◆ SOURCE PASSAGE ◆
Many believe that choosing a niche role for each toon we roll creates diversity, and maximizing that diversity is more fun for the metagame.

Apparently you and Blixtev don't. We will have to disagree on this point.

Hey, at least the journey to the skill cap will be different for most players, even if we can max out every skill we can train.

 

You seem to misunderstand. Diversity is great, and I'd love more, however meaningless diversity, or the illusion of diversity, I can do without. That is all I am saying.

 

Please try to understand this point instead of passive-aggressively misrepresenting our thoughts by painting them in an overarching shade. 

 

I'll also argue that archetypes are, already, niche roles. And, within these roles, are advanced classes like the Knight's Crusader, which are niche roles within the broader role. This level of diversity is still large and defining. If you can name niche roles which the archetypes, promotions, and disciplines won't add, then you should post it in the suggestions to be added instead of attempting empty diversity within an already niche role.

 

That is, at least, the opinion I am of. Feel free to explain to me the benefits to the gameplay that your suggested level of diversity will provide and I will think about it seriously.

◆ RAW DATA ◆

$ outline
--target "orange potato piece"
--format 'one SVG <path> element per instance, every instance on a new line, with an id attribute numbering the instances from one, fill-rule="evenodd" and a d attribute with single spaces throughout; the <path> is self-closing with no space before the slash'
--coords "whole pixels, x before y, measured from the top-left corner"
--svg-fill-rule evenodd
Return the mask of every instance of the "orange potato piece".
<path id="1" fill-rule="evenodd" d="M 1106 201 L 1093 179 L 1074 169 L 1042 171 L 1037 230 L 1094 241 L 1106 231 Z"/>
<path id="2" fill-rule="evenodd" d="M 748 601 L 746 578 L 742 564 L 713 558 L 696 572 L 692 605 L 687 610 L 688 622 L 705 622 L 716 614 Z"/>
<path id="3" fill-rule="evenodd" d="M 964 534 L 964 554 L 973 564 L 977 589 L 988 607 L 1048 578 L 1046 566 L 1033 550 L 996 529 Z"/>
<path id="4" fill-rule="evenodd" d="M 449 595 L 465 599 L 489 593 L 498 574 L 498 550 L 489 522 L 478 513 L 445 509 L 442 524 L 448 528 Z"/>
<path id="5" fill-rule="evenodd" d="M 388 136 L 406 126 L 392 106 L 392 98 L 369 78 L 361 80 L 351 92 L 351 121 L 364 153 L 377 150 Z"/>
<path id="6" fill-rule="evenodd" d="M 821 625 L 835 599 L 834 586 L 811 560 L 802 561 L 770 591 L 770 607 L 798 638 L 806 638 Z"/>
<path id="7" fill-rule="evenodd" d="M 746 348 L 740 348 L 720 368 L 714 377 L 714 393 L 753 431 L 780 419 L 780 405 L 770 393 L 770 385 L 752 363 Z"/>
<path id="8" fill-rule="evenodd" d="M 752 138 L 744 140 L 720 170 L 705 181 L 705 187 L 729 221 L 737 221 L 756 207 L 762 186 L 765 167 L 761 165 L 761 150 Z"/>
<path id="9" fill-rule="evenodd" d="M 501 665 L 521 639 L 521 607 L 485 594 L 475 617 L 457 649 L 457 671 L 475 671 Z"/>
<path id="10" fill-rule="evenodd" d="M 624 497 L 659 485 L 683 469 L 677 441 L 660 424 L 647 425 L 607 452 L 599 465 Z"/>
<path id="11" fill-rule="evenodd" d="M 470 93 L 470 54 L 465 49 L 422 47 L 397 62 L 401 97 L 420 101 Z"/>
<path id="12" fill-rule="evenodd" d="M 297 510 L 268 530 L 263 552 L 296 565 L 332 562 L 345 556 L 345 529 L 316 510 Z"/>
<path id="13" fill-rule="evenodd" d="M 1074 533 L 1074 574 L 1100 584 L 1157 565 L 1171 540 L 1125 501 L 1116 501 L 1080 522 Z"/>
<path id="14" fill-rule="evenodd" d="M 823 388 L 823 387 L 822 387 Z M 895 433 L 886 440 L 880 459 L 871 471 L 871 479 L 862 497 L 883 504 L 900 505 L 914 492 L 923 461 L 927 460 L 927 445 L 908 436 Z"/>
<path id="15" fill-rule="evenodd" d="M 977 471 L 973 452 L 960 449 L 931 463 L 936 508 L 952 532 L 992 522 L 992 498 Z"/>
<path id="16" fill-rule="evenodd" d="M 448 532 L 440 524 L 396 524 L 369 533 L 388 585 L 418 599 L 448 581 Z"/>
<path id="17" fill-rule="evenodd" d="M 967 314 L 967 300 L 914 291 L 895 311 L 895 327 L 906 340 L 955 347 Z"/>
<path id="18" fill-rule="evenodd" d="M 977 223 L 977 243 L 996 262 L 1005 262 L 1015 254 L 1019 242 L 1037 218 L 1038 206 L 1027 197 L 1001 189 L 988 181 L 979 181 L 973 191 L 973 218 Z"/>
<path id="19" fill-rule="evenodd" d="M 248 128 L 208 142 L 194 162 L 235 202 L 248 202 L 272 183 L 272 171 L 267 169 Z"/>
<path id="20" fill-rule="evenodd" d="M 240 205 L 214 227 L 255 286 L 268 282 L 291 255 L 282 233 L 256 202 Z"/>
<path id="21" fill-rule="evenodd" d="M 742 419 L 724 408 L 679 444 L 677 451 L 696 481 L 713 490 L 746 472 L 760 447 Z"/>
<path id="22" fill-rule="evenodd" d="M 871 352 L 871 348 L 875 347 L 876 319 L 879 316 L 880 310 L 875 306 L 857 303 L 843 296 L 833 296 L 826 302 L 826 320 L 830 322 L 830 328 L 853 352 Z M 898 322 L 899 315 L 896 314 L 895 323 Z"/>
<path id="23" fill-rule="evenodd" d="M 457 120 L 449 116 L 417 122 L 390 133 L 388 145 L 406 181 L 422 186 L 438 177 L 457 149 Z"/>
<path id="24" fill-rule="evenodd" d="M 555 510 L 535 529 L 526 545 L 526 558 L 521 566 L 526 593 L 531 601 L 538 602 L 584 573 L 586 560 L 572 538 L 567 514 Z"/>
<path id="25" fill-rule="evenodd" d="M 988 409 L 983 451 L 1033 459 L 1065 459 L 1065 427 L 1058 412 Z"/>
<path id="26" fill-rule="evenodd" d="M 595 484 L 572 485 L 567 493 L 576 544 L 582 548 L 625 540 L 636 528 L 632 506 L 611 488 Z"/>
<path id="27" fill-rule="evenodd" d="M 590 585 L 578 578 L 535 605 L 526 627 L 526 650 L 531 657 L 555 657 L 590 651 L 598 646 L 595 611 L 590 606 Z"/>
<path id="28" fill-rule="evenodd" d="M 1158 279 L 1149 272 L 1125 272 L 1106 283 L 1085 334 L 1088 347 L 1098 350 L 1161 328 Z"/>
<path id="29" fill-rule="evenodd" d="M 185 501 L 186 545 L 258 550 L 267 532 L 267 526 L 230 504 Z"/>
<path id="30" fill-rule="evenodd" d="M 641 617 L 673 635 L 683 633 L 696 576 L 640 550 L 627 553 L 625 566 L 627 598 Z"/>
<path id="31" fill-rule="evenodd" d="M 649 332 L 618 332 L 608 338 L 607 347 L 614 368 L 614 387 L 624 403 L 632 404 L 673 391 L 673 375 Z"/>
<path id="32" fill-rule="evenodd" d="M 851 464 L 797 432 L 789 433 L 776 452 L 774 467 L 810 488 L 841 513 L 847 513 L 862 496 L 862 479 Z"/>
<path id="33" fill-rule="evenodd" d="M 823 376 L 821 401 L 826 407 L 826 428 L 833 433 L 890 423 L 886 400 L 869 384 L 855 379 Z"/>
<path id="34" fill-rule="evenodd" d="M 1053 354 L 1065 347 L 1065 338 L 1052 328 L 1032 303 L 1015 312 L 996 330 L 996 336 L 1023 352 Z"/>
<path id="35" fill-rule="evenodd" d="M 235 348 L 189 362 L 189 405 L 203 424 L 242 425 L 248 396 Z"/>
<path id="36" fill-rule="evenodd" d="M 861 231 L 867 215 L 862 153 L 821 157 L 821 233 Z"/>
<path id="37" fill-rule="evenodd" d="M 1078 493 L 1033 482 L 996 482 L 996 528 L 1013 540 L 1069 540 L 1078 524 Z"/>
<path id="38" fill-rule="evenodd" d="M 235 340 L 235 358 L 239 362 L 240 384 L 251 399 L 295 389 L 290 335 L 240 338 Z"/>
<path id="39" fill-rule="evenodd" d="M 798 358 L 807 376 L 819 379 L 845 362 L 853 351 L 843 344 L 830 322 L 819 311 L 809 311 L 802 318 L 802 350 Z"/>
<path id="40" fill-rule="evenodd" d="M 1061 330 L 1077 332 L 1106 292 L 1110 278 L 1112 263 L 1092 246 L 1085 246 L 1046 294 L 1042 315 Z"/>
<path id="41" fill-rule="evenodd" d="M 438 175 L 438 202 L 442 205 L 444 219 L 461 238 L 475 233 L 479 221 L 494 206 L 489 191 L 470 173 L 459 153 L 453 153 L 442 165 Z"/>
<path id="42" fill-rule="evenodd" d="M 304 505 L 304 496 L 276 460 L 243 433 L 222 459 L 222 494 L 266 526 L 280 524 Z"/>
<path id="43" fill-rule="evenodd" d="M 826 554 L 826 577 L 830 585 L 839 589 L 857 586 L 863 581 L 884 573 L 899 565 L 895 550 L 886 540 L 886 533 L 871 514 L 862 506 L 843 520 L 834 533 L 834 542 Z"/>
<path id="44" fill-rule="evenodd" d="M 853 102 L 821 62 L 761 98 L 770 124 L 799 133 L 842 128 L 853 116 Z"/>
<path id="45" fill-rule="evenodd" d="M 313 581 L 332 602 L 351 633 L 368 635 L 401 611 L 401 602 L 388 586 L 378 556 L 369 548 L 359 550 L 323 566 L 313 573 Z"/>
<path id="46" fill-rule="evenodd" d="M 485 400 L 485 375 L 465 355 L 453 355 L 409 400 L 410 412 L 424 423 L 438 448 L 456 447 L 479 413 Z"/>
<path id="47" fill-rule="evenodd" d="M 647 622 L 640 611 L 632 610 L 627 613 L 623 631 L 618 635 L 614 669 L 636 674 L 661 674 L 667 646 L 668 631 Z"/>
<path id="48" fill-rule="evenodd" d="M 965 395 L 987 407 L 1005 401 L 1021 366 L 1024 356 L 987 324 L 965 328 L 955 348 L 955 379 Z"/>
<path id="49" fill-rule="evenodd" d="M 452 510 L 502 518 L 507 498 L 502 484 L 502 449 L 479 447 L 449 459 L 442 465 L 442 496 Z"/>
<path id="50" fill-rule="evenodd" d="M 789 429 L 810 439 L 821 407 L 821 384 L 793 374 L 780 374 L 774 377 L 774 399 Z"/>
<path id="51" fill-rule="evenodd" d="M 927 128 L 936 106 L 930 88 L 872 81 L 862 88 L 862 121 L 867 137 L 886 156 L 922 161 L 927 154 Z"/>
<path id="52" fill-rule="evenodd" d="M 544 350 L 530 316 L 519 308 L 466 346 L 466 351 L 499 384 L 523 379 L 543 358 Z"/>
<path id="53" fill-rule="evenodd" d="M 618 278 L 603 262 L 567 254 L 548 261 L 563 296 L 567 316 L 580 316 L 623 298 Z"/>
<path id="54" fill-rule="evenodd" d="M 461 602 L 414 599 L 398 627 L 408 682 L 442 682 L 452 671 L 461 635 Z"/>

◆ WHAT YOU WILL DO ◆
1. In the forum post about niche roles, list the things that the sentence beginning "If you can name niche roles" names as possibly not adding niche roles.
2. Update the forum post about niche roles: write out its wording starting with "Hey, at least" and going on through "I am saying.", swapping "journey" for "path".
The records aren't needed for any of this.

◆ EXERCISE SOLUTIONS ◆
1.
- archetypes
- promotions
- disciplines

2.
Hey, at least the path to the skill cap will be different for most players, even if we can max out every skill we can train.

 

You seem to misunderstand. Diversity is great, and I'd love more, however meaningless diversity, or the illusion of diversity, I can do without. That is all I am saying.